▶ _ACTIONS TO TAKE_
- a) Rewrite the exhibition text between "This exhibition departs" and "and Civilization (1961).", inclusive, putting "show" wherever "exhibition" appears.
- b) For each statement, answer yes or no according to the exhibition text, and quote the words that decide it. (i) Rosenhan sent eight mentally healthy individuals into psychiatric hospitals. (ii) The medical staff identified some of the impostors. (iii) Madness and Civilization is dated 1961.

----- TEXT FOR ANALYSIS -----

In 1973, the American psychologist David Rosenhan published a study that would permanently destabilise the foundations of psychiatric practice. He sent eight mentally healthy individuals into psychiatric hospitals across the United States, each instructed to report a single symptom: hearing a voice that said the words "empty," "hollow," and "thud." Once admitted, they behaved entirely normally. None were detected as impostors by the medical staff. All were diagnosed with serious psychiatric conditions and held for periods ranging from seven to fifty-two days. The real patients, however, recognised them almost immediately. On Being Sane in Insane Places did not simply expose the failures of a system. It posed a question that has never been satisfactorily answered: who, exactly, decides what sanity looks like? And what happens to those who find themselves on the wrong side of that determination?
This exhibition departs from Rosenhan's study not as a historical curiosity but as a living provocation. In a contemporary world saturated with information, contradiction, and the perpetual manufacture of consensus, the boundary between lucidity and delusion has become one of the most contested and least stable frontiers of our time. We are asked, daily, to determine what is real and what is not, who is credible and who is not, which version of events constitutes fact and which constitutes noise. The exhibition proposes that this condition, far from being new, is the logical extension of structures of power and knowledge that Michel Foucault identified with characteristic precision in Madness and Civilization (1961).
For Foucault, the asylum was never simply a place of treatment. It was a mechanism of exclusion, a technology for the management of those whose behaviour, beliefs, or modes of existence failed to conform to the norms of a given social order. To be designated mad was not a medical finding. It was a political act. The works gathered in this proposal inhabit this space of uncertainty with deliberate and unsettling precision. They do not illustrate madness. They produce the conditions under which the distinction between madness and its absence becomes impossible to maintain with confidence.

----- MATERIAL PROVIDED -----

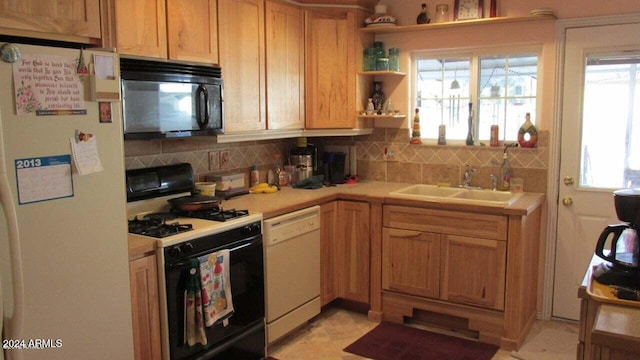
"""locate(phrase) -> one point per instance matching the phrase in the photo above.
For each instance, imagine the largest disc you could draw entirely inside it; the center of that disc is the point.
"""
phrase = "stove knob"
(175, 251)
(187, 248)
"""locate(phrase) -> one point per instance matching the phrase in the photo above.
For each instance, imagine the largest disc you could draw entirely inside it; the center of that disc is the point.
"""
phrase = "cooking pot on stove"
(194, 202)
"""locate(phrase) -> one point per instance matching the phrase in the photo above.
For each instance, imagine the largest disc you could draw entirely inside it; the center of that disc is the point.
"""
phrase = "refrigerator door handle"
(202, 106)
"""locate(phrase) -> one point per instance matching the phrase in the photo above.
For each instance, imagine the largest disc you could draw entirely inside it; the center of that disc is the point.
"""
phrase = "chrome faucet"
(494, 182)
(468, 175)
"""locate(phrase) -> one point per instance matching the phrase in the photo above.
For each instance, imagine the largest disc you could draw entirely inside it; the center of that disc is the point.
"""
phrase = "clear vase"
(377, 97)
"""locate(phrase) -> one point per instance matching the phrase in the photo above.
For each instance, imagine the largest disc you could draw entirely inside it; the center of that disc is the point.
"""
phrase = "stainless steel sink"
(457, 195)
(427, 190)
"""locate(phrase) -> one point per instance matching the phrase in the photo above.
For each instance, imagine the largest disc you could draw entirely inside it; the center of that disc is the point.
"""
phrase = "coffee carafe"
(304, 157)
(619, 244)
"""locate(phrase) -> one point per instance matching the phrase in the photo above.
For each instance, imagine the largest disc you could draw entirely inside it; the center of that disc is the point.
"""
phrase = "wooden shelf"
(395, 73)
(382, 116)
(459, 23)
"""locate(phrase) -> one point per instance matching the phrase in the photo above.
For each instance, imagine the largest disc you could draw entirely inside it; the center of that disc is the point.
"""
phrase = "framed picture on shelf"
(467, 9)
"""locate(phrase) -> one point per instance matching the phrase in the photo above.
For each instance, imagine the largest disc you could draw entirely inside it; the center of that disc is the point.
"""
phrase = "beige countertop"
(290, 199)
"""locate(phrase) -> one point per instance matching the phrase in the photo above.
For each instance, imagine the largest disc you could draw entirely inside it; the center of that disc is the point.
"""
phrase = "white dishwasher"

-----

▶ _ANSWERS TO THE TASKS_
- a)
This show departs from Rosenhan's study not as a historical curiosity but as a living provocation. In a contemporary world saturated with information, contradiction, and the perpetual manufacture of consensus, the boundary between lucidity and delusion has become one of the most contested and least stable frontiers of our time. We are asked, daily, to determine what is real and what is not, who is credible and who is not, which version of events constitutes fact and which constitutes noise. The show proposes that this condition, far from being new, is the logical extension of structures of power and knowledge that Michel Foucault identified with characteristic precision in Madness and Civilization (1961).

- b)
(i) Yes: "He sent eight mentally healthy individuals into psychiatric hospitals across the United States"
(ii) No: "None were detected as impostors by the medical staff."
(iii) Yes: "Madness and Civilization (1961)"